**What this task involves:** Please rewrite the lines from the one containing "--target price card on tray" through the one containing "245 193 L 240", replacing "price card" with "menu card" and keeping everything else unchanged.

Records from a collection
* * *
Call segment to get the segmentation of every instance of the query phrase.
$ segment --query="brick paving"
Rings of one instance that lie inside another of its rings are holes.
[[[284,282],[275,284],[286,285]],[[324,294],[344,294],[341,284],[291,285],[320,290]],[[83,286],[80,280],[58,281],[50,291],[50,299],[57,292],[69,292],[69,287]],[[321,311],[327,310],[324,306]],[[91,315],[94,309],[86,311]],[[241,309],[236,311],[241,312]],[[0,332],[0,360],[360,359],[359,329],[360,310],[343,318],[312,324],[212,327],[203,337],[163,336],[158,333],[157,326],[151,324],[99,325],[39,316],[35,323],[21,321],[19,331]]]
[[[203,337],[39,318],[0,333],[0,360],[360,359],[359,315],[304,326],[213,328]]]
* * *
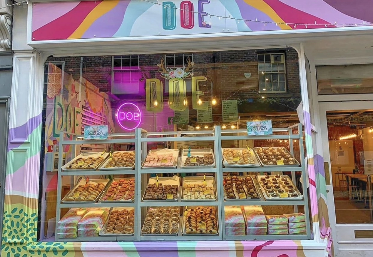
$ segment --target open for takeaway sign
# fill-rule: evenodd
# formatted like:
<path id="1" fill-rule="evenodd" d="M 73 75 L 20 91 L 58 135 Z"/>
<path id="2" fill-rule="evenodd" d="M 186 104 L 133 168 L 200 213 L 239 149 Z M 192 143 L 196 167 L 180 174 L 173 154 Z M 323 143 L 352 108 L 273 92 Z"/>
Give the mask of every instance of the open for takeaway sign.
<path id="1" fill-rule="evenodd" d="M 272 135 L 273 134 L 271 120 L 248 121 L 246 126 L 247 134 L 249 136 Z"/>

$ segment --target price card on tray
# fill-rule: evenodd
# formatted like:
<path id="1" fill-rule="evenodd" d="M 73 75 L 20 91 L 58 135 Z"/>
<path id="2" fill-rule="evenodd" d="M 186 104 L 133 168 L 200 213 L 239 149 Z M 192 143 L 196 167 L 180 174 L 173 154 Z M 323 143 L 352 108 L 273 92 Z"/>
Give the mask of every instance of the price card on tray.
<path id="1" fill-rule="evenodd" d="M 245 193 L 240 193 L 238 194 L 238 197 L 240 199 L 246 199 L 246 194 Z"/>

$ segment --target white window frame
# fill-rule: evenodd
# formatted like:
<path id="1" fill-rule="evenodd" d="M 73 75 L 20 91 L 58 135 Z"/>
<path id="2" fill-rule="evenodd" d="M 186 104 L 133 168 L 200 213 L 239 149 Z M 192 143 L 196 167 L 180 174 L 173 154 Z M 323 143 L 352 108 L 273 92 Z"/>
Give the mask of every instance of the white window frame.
* * *
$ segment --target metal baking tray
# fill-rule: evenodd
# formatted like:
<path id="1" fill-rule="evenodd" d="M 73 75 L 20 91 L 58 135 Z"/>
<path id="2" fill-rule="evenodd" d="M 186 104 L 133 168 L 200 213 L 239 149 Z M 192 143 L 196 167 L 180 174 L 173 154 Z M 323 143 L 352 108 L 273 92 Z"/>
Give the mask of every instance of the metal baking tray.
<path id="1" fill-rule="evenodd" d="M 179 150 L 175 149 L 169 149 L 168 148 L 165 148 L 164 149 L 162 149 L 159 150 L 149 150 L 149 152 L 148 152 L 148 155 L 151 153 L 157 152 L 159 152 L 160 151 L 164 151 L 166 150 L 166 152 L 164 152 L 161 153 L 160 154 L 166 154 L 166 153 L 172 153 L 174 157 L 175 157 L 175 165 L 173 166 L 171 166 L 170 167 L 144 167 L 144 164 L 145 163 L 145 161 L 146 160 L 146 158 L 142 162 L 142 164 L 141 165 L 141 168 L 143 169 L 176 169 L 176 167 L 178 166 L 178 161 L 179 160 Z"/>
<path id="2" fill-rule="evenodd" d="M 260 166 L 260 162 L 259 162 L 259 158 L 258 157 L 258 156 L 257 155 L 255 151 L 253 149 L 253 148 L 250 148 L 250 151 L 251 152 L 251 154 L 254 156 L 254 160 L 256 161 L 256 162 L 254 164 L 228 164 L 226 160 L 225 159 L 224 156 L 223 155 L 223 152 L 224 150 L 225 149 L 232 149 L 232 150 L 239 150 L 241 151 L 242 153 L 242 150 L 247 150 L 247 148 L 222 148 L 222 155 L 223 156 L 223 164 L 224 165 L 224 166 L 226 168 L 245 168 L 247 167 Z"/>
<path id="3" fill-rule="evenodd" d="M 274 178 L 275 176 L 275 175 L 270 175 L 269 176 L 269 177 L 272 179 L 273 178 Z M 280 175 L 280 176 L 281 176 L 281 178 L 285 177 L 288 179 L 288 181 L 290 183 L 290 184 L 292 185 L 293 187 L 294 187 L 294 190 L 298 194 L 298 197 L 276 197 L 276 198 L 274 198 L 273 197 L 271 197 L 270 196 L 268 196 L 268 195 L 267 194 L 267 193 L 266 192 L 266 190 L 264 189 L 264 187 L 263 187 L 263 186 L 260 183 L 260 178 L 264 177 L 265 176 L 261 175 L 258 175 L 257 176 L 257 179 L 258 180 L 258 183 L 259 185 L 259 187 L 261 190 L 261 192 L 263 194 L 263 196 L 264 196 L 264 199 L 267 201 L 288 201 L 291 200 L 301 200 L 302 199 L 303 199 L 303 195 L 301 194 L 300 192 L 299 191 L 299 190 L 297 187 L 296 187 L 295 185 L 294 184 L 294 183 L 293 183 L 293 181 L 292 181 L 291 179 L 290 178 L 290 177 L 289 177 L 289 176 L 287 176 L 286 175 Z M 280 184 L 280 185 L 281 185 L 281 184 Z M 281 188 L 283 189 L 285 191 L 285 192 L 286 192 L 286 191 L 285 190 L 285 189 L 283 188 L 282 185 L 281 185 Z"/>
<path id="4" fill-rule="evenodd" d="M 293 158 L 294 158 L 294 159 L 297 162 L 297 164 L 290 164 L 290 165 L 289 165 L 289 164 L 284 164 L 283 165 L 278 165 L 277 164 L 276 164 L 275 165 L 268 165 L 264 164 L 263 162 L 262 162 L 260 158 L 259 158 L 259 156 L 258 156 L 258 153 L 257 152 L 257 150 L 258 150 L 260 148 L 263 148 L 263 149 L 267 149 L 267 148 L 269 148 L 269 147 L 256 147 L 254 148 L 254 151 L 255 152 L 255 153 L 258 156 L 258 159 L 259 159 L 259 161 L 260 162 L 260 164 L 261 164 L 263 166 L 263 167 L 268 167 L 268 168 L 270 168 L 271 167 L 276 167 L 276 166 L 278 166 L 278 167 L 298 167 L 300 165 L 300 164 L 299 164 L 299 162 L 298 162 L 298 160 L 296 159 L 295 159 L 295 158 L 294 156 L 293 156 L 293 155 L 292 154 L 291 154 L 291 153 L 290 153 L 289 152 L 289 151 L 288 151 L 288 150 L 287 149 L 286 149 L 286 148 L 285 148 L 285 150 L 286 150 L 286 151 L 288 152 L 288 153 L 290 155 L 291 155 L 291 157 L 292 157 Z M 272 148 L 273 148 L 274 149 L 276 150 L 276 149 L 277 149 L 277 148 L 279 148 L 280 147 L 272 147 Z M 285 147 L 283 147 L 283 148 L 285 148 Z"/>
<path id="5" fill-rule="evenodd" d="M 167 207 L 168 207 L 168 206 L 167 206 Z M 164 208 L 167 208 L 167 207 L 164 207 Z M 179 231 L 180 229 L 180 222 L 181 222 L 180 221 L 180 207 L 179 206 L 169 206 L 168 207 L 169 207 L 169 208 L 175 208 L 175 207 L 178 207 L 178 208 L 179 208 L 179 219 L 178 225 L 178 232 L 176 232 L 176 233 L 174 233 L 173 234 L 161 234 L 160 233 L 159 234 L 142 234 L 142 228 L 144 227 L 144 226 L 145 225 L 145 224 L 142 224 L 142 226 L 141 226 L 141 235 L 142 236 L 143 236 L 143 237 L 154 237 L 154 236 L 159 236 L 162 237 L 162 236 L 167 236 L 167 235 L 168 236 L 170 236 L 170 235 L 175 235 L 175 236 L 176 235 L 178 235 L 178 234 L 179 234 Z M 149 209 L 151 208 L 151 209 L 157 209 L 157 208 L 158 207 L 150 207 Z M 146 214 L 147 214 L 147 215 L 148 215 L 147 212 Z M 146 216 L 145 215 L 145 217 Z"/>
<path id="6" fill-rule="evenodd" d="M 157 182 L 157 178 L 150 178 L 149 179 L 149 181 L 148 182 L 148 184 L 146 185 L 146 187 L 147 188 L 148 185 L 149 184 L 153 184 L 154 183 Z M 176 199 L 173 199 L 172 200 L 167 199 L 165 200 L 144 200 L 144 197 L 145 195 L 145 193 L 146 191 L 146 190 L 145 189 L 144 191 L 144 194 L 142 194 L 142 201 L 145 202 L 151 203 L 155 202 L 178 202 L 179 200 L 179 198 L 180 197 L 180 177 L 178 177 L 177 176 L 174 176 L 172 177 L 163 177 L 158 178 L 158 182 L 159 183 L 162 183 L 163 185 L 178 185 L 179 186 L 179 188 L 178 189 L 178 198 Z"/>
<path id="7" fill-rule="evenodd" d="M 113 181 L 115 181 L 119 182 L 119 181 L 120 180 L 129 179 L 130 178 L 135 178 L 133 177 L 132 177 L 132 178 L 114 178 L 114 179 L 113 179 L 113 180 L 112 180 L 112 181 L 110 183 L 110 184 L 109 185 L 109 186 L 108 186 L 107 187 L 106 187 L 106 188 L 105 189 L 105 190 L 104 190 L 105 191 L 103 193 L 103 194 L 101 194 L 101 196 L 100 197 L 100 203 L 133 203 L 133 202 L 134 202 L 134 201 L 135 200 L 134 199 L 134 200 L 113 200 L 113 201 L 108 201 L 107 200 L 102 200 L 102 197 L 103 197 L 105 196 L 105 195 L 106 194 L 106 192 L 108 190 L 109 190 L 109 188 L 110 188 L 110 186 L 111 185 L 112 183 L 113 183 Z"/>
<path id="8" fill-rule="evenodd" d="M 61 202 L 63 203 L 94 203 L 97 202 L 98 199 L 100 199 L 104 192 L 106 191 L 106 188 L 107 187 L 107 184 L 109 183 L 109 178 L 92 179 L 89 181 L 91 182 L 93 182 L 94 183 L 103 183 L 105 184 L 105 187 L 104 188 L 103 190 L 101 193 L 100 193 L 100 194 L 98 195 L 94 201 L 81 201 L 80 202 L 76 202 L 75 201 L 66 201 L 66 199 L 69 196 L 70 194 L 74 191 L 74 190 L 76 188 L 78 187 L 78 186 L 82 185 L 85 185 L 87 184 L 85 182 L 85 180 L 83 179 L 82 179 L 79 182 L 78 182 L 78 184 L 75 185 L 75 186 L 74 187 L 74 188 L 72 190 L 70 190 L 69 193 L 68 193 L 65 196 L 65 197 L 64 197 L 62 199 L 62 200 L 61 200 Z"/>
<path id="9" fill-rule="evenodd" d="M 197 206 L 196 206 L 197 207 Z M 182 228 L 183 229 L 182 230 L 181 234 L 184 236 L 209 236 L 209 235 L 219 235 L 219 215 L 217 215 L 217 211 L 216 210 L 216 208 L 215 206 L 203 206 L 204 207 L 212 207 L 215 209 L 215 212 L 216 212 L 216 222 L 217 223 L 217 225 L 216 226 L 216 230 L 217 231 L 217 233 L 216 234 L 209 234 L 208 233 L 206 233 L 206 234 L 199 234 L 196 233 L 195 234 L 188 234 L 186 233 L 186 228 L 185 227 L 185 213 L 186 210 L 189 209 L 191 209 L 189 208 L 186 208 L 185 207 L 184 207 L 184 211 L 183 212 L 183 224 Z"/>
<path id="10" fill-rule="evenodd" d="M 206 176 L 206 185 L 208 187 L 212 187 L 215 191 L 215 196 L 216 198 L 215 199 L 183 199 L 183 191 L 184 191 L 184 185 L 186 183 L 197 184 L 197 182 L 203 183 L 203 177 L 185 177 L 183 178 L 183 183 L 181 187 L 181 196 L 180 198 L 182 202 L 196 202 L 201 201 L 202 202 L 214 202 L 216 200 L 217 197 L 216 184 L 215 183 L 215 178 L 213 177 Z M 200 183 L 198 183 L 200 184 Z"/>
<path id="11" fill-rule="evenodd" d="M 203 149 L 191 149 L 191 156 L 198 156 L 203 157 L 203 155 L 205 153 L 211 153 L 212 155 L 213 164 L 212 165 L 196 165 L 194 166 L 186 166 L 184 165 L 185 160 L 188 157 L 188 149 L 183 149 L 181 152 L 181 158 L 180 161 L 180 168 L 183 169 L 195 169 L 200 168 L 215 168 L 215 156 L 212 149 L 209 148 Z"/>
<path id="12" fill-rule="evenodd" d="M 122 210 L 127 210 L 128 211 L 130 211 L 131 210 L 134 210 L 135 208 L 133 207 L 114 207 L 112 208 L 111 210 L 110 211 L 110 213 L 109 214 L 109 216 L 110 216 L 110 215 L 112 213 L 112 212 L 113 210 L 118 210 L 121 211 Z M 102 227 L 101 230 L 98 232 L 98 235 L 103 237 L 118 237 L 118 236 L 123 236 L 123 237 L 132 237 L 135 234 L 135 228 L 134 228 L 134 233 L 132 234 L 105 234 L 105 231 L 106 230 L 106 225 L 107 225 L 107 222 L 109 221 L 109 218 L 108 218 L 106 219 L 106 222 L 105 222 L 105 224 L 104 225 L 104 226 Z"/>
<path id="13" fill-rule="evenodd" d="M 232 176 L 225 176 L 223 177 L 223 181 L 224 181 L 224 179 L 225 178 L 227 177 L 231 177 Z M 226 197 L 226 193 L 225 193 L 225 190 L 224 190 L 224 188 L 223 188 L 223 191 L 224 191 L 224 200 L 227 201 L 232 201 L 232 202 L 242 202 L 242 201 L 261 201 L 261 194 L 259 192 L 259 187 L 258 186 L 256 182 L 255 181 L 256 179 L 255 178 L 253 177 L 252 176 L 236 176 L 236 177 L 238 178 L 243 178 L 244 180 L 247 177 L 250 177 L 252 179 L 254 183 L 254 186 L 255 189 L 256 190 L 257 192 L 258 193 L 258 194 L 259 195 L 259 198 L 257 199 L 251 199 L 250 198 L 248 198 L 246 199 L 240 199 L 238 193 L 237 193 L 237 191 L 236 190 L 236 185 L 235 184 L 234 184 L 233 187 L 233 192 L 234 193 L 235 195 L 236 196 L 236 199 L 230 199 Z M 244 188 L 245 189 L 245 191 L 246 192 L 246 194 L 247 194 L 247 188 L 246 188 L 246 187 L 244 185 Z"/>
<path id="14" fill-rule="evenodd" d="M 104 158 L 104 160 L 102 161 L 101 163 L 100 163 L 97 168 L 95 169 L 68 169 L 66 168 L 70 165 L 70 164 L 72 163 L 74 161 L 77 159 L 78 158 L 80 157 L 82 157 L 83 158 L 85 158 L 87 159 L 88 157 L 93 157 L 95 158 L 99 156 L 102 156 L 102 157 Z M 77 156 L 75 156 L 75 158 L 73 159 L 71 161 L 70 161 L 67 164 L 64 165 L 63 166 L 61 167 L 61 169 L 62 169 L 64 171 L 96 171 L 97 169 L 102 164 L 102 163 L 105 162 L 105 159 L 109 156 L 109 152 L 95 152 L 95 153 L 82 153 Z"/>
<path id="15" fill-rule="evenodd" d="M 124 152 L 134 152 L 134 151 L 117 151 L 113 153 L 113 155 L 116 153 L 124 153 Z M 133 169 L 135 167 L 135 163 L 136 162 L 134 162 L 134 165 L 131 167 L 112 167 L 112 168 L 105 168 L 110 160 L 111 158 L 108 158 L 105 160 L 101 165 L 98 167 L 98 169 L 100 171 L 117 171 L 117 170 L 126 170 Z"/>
* * *
**Solution below:**
$ segment --target menu card on tray
# fill-rule: evenodd
# formatted like:
<path id="1" fill-rule="evenodd" d="M 73 75 L 20 91 L 58 135 Z"/>
<path id="2" fill-rule="evenodd" d="M 186 104 L 133 168 L 200 213 L 239 149 Z M 192 143 L 196 167 L 180 174 L 173 154 Z M 323 143 L 352 108 L 273 92 Z"/>
Give the mask of every instance of the menu card on tray.
<path id="1" fill-rule="evenodd" d="M 245 193 L 240 193 L 238 194 L 238 197 L 240 199 L 246 199 L 246 194 Z"/>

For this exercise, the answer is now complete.